- Image point grounding data
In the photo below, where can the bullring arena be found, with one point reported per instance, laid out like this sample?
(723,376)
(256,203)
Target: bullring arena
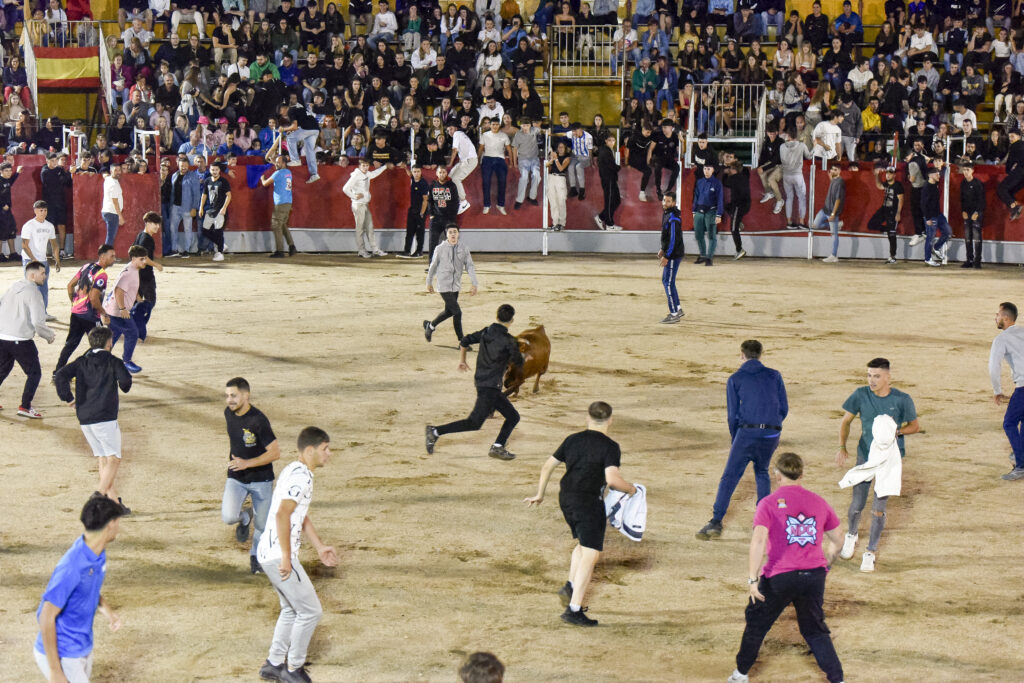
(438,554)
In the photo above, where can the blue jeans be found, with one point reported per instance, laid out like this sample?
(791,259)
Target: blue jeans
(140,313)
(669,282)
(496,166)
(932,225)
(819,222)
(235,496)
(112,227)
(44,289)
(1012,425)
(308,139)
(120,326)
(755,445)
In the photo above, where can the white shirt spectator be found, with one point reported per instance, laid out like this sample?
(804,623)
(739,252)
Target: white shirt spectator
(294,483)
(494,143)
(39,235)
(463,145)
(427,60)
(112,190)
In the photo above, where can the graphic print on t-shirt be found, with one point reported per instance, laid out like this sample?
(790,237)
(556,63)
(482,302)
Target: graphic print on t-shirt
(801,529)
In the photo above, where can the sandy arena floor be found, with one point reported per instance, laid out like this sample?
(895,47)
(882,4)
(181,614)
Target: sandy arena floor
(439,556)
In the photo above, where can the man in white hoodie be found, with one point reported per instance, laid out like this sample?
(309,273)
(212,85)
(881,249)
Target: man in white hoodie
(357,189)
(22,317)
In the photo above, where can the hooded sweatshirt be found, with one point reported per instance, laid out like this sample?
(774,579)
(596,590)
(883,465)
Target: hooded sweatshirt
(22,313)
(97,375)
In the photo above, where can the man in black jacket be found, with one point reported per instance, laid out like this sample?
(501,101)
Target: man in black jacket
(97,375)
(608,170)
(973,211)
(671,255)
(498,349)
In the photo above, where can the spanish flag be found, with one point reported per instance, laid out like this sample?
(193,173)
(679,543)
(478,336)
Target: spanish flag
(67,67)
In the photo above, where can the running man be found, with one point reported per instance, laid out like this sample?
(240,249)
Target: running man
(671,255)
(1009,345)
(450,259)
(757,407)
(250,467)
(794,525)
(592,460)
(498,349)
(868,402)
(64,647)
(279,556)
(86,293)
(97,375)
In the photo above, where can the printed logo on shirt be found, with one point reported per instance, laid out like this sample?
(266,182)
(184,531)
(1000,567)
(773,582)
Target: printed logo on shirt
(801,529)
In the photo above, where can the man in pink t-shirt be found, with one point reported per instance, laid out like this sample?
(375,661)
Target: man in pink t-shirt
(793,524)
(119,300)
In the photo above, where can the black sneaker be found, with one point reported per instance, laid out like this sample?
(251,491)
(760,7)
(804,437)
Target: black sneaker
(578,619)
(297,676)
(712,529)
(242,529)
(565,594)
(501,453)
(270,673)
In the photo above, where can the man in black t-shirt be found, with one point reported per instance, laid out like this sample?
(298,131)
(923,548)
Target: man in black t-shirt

- PROBLEM DESCRIPTION
Copy every record exactly as it appears, apart from any pictures.

- ANSWER TO THE EXERCISE
In the photo below, where can the bullring arena be found, with one point reported per instance, laid out like this sample?
(723,376)
(256,203)
Target: bullring arena
(438,554)
In the photo above, where can the blue jeans be found, with one point reported per instance, laid out like this sample?
(791,259)
Target: blue jeans
(140,313)
(669,282)
(496,166)
(932,225)
(819,222)
(235,496)
(112,227)
(44,289)
(1012,425)
(308,139)
(120,326)
(755,445)
In the photo above, where can the white shirt spectator be found, with one point reported per instance, laid out like this sample?
(804,623)
(739,252)
Target: white shirt spectator
(294,483)
(494,143)
(39,235)
(463,145)
(427,60)
(112,190)
In the photo above, where can the graphic print on t-shirt be found, with one point reported per instance, laid out like this sample?
(790,237)
(556,63)
(482,302)
Target: graphic print on t-shirt
(801,529)
In the photo above, where can the sandy arena floor be found, with one point reported per instance, laid out like this sample?
(895,47)
(882,4)
(181,614)
Target: sandy arena floor
(439,556)
In the photo above, where can the man in white hoodie be found, with one point reported per instance, laid out like this sample?
(309,273)
(212,85)
(881,249)
Target: man in white hoodie
(357,189)
(22,317)
In the photo above, where can the hooded sweatshirt be found, with one point reported per instance, laid out like this sample?
(774,579)
(596,590)
(883,465)
Target: hooded sweatshirt
(22,313)
(97,375)
In the photo above, where can the man in black jacket be found, with one point reported per instance, laid out like this sample?
(501,101)
Target: man in black jacket
(97,375)
(608,170)
(973,211)
(671,255)
(498,349)
In the photo above, where can the spanish flag be found, with one point reported per instance, laid out like this sample?
(193,173)
(679,543)
(478,336)
Target: spanish flag
(67,67)
In the photo above, where can the running man be found, with one point reported per instance, laid out like this sample?
(240,249)
Target: running man
(671,255)
(1009,345)
(450,259)
(757,407)
(250,467)
(794,525)
(592,460)
(498,349)
(868,402)
(64,647)
(279,556)
(86,293)
(97,375)
In the photo above, where can the printed logo on shirt be found, with one point reported per instance, laid out like this sample?
(266,182)
(184,531)
(1000,567)
(773,582)
Target: printed logo on shirt
(801,529)
In the photo above, where can the man in pink t-shirt be found, with one point reported per instance, laid out like this sample?
(375,661)
Target: man in pink t-shirt
(793,524)
(119,300)
In the photo above, where can the black sneaker be found, with one point reported per instance, laid out like this sample?
(251,491)
(760,7)
(804,437)
Target: black sneaker
(578,619)
(297,676)
(712,529)
(242,529)
(565,594)
(501,453)
(270,673)
In the photo above, where can the man in black t-shirt be found, with one point reported per instance, laid out like this sample?
(298,131)
(923,548)
Target: man in black t-shirt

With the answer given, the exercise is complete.